* _DIRECTIONS FOR THIS TASK_
Copy out the records starting with the line that contains "Run detection for pilaster" and continuing through the end of the records, keeping the requests, and add 143 to every bounding-box coordinate in the answers.

Image annotation data:
========
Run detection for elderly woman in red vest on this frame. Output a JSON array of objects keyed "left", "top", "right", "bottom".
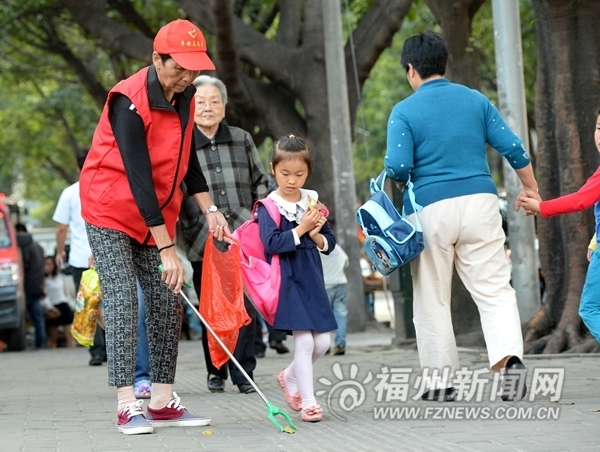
[{"left": 80, "top": 20, "right": 229, "bottom": 435}]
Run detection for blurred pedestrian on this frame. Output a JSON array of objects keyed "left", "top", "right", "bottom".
[
  {"left": 52, "top": 147, "right": 106, "bottom": 366},
  {"left": 15, "top": 223, "right": 46, "bottom": 348},
  {"left": 319, "top": 243, "right": 349, "bottom": 355},
  {"left": 41, "top": 256, "right": 75, "bottom": 348}
]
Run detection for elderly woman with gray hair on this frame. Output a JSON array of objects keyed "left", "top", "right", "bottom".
[{"left": 177, "top": 75, "right": 267, "bottom": 394}]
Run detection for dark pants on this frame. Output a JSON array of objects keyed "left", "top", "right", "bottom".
[
  {"left": 25, "top": 293, "right": 46, "bottom": 348},
  {"left": 254, "top": 313, "right": 287, "bottom": 354},
  {"left": 192, "top": 261, "right": 260, "bottom": 385},
  {"left": 71, "top": 267, "right": 106, "bottom": 359}
]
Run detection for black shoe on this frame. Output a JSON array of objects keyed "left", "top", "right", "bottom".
[
  {"left": 502, "top": 356, "right": 527, "bottom": 402},
  {"left": 333, "top": 344, "right": 346, "bottom": 355},
  {"left": 238, "top": 383, "right": 256, "bottom": 394},
  {"left": 421, "top": 388, "right": 458, "bottom": 402},
  {"left": 89, "top": 356, "right": 104, "bottom": 366},
  {"left": 206, "top": 374, "right": 225, "bottom": 392},
  {"left": 269, "top": 341, "right": 290, "bottom": 355}
]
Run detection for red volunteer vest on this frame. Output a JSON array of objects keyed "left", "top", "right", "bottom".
[{"left": 79, "top": 67, "right": 194, "bottom": 245}]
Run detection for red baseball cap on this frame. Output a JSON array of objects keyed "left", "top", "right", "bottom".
[{"left": 154, "top": 19, "right": 215, "bottom": 71}]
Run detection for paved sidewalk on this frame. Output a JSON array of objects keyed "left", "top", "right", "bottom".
[{"left": 0, "top": 325, "right": 600, "bottom": 452}]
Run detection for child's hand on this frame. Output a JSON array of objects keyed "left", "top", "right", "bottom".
[
  {"left": 300, "top": 209, "right": 323, "bottom": 232},
  {"left": 308, "top": 215, "right": 327, "bottom": 239},
  {"left": 517, "top": 197, "right": 541, "bottom": 215},
  {"left": 515, "top": 188, "right": 542, "bottom": 216}
]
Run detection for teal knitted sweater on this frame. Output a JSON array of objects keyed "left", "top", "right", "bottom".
[{"left": 384, "top": 78, "right": 530, "bottom": 213}]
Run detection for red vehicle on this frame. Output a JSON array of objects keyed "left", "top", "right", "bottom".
[{"left": 0, "top": 193, "right": 25, "bottom": 351}]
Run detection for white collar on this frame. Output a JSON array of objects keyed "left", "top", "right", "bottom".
[{"left": 268, "top": 188, "right": 319, "bottom": 223}]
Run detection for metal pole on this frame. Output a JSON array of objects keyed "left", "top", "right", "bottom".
[
  {"left": 321, "top": 0, "right": 367, "bottom": 332},
  {"left": 492, "top": 0, "right": 541, "bottom": 322}
]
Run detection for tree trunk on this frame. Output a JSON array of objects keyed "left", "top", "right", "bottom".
[{"left": 525, "top": 0, "right": 600, "bottom": 353}]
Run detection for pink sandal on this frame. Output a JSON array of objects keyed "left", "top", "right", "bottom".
[
  {"left": 277, "top": 370, "right": 302, "bottom": 411},
  {"left": 300, "top": 405, "right": 323, "bottom": 422}
]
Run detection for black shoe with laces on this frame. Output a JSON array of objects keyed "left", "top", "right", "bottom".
[
  {"left": 206, "top": 374, "right": 225, "bottom": 392},
  {"left": 269, "top": 341, "right": 290, "bottom": 355},
  {"left": 89, "top": 356, "right": 104, "bottom": 366},
  {"left": 502, "top": 356, "right": 527, "bottom": 402},
  {"left": 238, "top": 383, "right": 256, "bottom": 394}
]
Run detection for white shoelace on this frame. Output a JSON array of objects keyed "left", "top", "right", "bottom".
[
  {"left": 164, "top": 391, "right": 185, "bottom": 411},
  {"left": 123, "top": 400, "right": 144, "bottom": 419}
]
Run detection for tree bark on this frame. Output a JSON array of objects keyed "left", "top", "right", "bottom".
[
  {"left": 525, "top": 0, "right": 600, "bottom": 353},
  {"left": 425, "top": 0, "right": 485, "bottom": 89}
]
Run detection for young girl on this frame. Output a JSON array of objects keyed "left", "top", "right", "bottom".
[
  {"left": 258, "top": 135, "right": 337, "bottom": 422},
  {"left": 41, "top": 256, "right": 75, "bottom": 348},
  {"left": 519, "top": 111, "right": 600, "bottom": 342}
]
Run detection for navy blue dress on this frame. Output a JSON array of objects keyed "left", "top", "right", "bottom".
[{"left": 257, "top": 200, "right": 337, "bottom": 333}]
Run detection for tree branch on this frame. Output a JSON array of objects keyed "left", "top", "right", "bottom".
[
  {"left": 108, "top": 0, "right": 156, "bottom": 40},
  {"left": 276, "top": 0, "right": 302, "bottom": 47},
  {"left": 345, "top": 0, "right": 413, "bottom": 122},
  {"left": 59, "top": 0, "right": 153, "bottom": 62}
]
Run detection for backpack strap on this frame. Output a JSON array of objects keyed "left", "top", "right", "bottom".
[
  {"left": 252, "top": 198, "right": 281, "bottom": 227},
  {"left": 369, "top": 169, "right": 423, "bottom": 232}
]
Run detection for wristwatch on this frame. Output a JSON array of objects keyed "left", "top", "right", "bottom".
[{"left": 204, "top": 204, "right": 219, "bottom": 215}]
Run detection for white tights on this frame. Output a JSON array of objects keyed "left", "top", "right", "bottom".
[{"left": 283, "top": 330, "right": 331, "bottom": 409}]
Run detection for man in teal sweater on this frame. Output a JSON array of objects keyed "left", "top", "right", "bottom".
[{"left": 385, "top": 32, "right": 537, "bottom": 401}]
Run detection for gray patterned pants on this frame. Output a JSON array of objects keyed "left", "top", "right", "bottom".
[{"left": 86, "top": 223, "right": 182, "bottom": 387}]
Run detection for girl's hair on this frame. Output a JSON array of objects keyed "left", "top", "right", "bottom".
[
  {"left": 271, "top": 134, "right": 312, "bottom": 177},
  {"left": 46, "top": 256, "right": 58, "bottom": 276}
]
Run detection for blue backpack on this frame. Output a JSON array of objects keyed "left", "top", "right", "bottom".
[{"left": 356, "top": 170, "right": 425, "bottom": 276}]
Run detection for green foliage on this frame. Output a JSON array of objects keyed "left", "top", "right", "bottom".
[{"left": 0, "top": 0, "right": 536, "bottom": 224}]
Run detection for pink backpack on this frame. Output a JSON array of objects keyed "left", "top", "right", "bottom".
[{"left": 232, "top": 198, "right": 281, "bottom": 325}]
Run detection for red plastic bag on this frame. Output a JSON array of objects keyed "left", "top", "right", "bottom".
[{"left": 200, "top": 233, "right": 251, "bottom": 368}]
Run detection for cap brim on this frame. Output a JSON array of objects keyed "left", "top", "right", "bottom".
[{"left": 170, "top": 52, "right": 216, "bottom": 71}]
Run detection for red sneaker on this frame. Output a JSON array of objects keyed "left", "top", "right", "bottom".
[
  {"left": 146, "top": 392, "right": 210, "bottom": 427},
  {"left": 117, "top": 400, "right": 154, "bottom": 435}
]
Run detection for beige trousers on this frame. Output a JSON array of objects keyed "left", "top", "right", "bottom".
[{"left": 409, "top": 194, "right": 523, "bottom": 386}]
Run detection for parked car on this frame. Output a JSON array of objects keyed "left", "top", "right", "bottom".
[{"left": 0, "top": 194, "right": 26, "bottom": 351}]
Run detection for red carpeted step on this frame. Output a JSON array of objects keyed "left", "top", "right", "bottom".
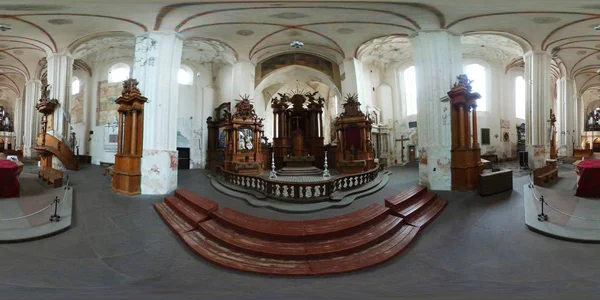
[
  {"left": 198, "top": 215, "right": 402, "bottom": 258},
  {"left": 198, "top": 220, "right": 306, "bottom": 257},
  {"left": 405, "top": 198, "right": 448, "bottom": 228},
  {"left": 308, "top": 225, "right": 419, "bottom": 274},
  {"left": 175, "top": 189, "right": 219, "bottom": 215},
  {"left": 154, "top": 202, "right": 194, "bottom": 234},
  {"left": 385, "top": 185, "right": 427, "bottom": 208},
  {"left": 181, "top": 230, "right": 312, "bottom": 275},
  {"left": 305, "top": 215, "right": 403, "bottom": 257},
  {"left": 394, "top": 192, "right": 437, "bottom": 218},
  {"left": 213, "top": 208, "right": 304, "bottom": 241},
  {"left": 304, "top": 203, "right": 390, "bottom": 238},
  {"left": 165, "top": 196, "right": 210, "bottom": 228}
]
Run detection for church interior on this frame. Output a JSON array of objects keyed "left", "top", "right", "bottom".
[{"left": 0, "top": 0, "right": 600, "bottom": 299}]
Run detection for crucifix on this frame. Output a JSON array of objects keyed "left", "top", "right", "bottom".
[{"left": 394, "top": 135, "right": 409, "bottom": 164}]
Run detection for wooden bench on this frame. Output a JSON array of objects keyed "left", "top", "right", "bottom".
[
  {"left": 533, "top": 165, "right": 558, "bottom": 185},
  {"left": 38, "top": 168, "right": 63, "bottom": 188}
]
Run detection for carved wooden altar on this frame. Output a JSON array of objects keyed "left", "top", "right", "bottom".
[
  {"left": 111, "top": 79, "right": 148, "bottom": 195},
  {"left": 271, "top": 91, "right": 325, "bottom": 168},
  {"left": 335, "top": 94, "right": 375, "bottom": 174},
  {"left": 206, "top": 96, "right": 264, "bottom": 175},
  {"left": 448, "top": 74, "right": 483, "bottom": 191}
]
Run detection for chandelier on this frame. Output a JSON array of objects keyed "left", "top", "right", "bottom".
[{"left": 290, "top": 41, "right": 304, "bottom": 49}]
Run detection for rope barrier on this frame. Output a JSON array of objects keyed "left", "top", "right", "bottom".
[
  {"left": 529, "top": 172, "right": 600, "bottom": 222},
  {"left": 0, "top": 175, "right": 71, "bottom": 222}
]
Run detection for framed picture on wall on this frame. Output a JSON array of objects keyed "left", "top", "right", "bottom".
[{"left": 481, "top": 128, "right": 490, "bottom": 145}]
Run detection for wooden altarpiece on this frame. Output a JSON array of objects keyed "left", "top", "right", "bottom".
[
  {"left": 271, "top": 91, "right": 325, "bottom": 168},
  {"left": 335, "top": 94, "right": 375, "bottom": 174},
  {"left": 111, "top": 79, "right": 148, "bottom": 196},
  {"left": 448, "top": 74, "right": 483, "bottom": 191},
  {"left": 207, "top": 96, "right": 264, "bottom": 175}
]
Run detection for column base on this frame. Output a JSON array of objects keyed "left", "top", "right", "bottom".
[
  {"left": 141, "top": 149, "right": 178, "bottom": 195},
  {"left": 527, "top": 145, "right": 546, "bottom": 169},
  {"left": 419, "top": 147, "right": 452, "bottom": 191}
]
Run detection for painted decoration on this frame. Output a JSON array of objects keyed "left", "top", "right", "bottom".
[
  {"left": 96, "top": 80, "right": 123, "bottom": 126},
  {"left": 69, "top": 82, "right": 85, "bottom": 124}
]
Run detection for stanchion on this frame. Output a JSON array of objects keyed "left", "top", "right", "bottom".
[
  {"left": 538, "top": 196, "right": 548, "bottom": 222},
  {"left": 50, "top": 196, "right": 60, "bottom": 222}
]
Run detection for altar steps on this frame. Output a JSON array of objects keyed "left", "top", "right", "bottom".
[
  {"left": 277, "top": 167, "right": 323, "bottom": 176},
  {"left": 154, "top": 190, "right": 445, "bottom": 275}
]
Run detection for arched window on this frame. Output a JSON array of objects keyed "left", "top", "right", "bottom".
[
  {"left": 404, "top": 66, "right": 417, "bottom": 116},
  {"left": 108, "top": 63, "right": 131, "bottom": 83},
  {"left": 71, "top": 77, "right": 81, "bottom": 95},
  {"left": 177, "top": 65, "right": 194, "bottom": 85},
  {"left": 465, "top": 64, "right": 487, "bottom": 111},
  {"left": 515, "top": 76, "right": 525, "bottom": 119}
]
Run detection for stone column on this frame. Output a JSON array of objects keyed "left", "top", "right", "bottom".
[
  {"left": 132, "top": 31, "right": 182, "bottom": 195},
  {"left": 412, "top": 30, "right": 463, "bottom": 190},
  {"left": 340, "top": 57, "right": 368, "bottom": 113},
  {"left": 46, "top": 53, "right": 73, "bottom": 140},
  {"left": 13, "top": 97, "right": 23, "bottom": 150},
  {"left": 557, "top": 77, "right": 579, "bottom": 156},
  {"left": 524, "top": 51, "right": 552, "bottom": 169},
  {"left": 23, "top": 80, "right": 42, "bottom": 157}
]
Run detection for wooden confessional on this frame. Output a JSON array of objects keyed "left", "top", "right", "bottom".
[{"left": 111, "top": 79, "right": 148, "bottom": 196}]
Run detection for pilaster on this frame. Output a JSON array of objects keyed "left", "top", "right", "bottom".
[
  {"left": 524, "top": 51, "right": 552, "bottom": 169},
  {"left": 132, "top": 31, "right": 183, "bottom": 194},
  {"left": 46, "top": 53, "right": 73, "bottom": 139},
  {"left": 412, "top": 30, "right": 462, "bottom": 190},
  {"left": 23, "top": 80, "right": 42, "bottom": 157}
]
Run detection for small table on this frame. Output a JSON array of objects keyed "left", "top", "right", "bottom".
========
* _EXERCISE SOLUTION_
Run detection for pilaster on this frame. Output a JSON array of objects keyed "left", "top", "right", "bottom".
[
  {"left": 667, "top": 194, "right": 695, "bottom": 312},
  {"left": 275, "top": 174, "right": 326, "bottom": 337},
  {"left": 189, "top": 196, "right": 216, "bottom": 282},
  {"left": 555, "top": 173, "right": 605, "bottom": 333},
  {"left": 166, "top": 223, "right": 185, "bottom": 300}
]
Run detection for small table on this frame. Output a JSON array of objects keyed "left", "top", "right", "bottom".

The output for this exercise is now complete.